── EXERCISE INPUTS ──
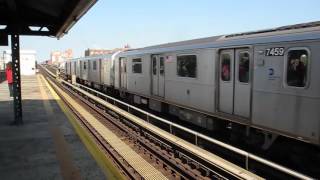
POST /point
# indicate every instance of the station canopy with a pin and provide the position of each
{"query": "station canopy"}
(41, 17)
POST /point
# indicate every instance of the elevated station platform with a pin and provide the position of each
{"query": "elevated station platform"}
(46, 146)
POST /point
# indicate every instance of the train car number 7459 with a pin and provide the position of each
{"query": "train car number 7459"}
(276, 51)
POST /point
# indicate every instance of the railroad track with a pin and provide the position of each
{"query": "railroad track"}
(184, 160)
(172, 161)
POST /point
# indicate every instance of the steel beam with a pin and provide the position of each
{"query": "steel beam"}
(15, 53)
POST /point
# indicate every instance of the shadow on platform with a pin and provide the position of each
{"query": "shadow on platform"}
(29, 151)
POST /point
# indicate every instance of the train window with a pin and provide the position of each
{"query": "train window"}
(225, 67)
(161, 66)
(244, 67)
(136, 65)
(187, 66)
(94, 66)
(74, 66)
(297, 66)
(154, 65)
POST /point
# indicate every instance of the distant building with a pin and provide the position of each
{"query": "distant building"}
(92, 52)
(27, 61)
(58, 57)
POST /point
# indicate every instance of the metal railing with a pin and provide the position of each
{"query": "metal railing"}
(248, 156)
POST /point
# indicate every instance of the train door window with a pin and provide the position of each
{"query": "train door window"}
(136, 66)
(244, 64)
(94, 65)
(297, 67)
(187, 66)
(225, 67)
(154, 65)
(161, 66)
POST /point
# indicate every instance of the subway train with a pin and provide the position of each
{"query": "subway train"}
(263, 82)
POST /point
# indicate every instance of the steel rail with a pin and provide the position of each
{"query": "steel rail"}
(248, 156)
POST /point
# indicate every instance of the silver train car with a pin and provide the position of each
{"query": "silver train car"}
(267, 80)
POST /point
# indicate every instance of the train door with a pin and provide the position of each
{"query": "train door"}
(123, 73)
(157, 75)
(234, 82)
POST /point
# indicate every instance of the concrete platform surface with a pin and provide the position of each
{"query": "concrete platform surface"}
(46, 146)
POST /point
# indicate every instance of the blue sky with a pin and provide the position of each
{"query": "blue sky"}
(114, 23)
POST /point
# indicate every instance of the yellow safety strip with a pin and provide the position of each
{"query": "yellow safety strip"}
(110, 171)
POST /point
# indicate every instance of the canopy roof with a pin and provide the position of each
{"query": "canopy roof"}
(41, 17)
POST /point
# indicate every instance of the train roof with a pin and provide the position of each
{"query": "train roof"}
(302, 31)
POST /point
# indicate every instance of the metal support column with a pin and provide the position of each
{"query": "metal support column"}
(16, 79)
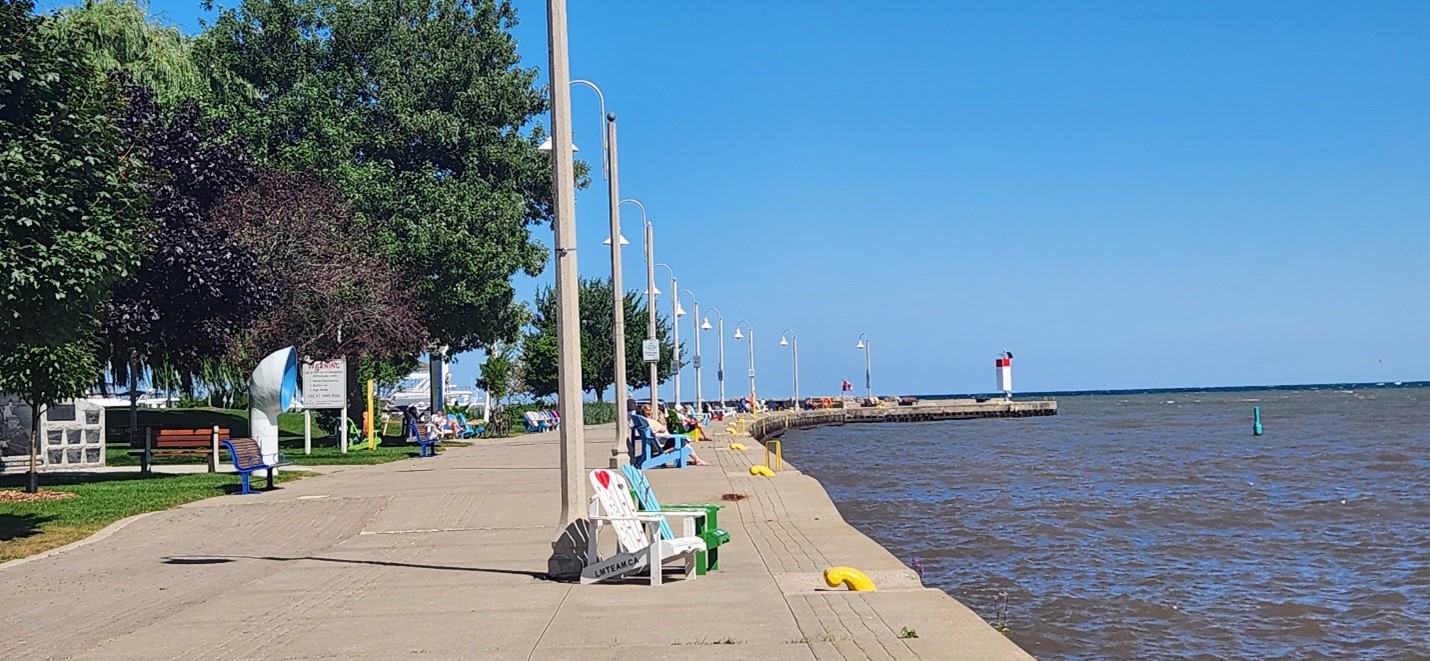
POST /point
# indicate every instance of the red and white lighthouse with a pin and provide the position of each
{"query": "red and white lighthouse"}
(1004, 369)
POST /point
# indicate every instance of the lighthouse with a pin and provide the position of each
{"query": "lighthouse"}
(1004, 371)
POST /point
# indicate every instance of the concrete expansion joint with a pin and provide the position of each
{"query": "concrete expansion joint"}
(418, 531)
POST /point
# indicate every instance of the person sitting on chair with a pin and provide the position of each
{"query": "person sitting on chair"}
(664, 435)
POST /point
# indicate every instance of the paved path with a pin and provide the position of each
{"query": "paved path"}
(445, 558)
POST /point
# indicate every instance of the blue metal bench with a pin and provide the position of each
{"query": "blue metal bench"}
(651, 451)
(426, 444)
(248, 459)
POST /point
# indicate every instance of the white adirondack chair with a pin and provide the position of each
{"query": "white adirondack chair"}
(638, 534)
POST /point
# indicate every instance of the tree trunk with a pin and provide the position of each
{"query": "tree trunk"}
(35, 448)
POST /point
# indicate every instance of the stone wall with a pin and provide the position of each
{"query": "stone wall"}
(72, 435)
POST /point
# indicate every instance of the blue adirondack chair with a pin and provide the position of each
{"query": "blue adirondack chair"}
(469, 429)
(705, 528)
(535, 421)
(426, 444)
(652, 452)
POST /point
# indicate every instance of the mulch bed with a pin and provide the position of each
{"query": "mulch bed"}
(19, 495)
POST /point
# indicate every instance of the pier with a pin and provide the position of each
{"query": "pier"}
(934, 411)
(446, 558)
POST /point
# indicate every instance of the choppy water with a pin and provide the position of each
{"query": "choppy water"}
───
● WORK TO COMPLETE
Report the number of lines above holding "water", and only that.

● EXERCISE RESULT
2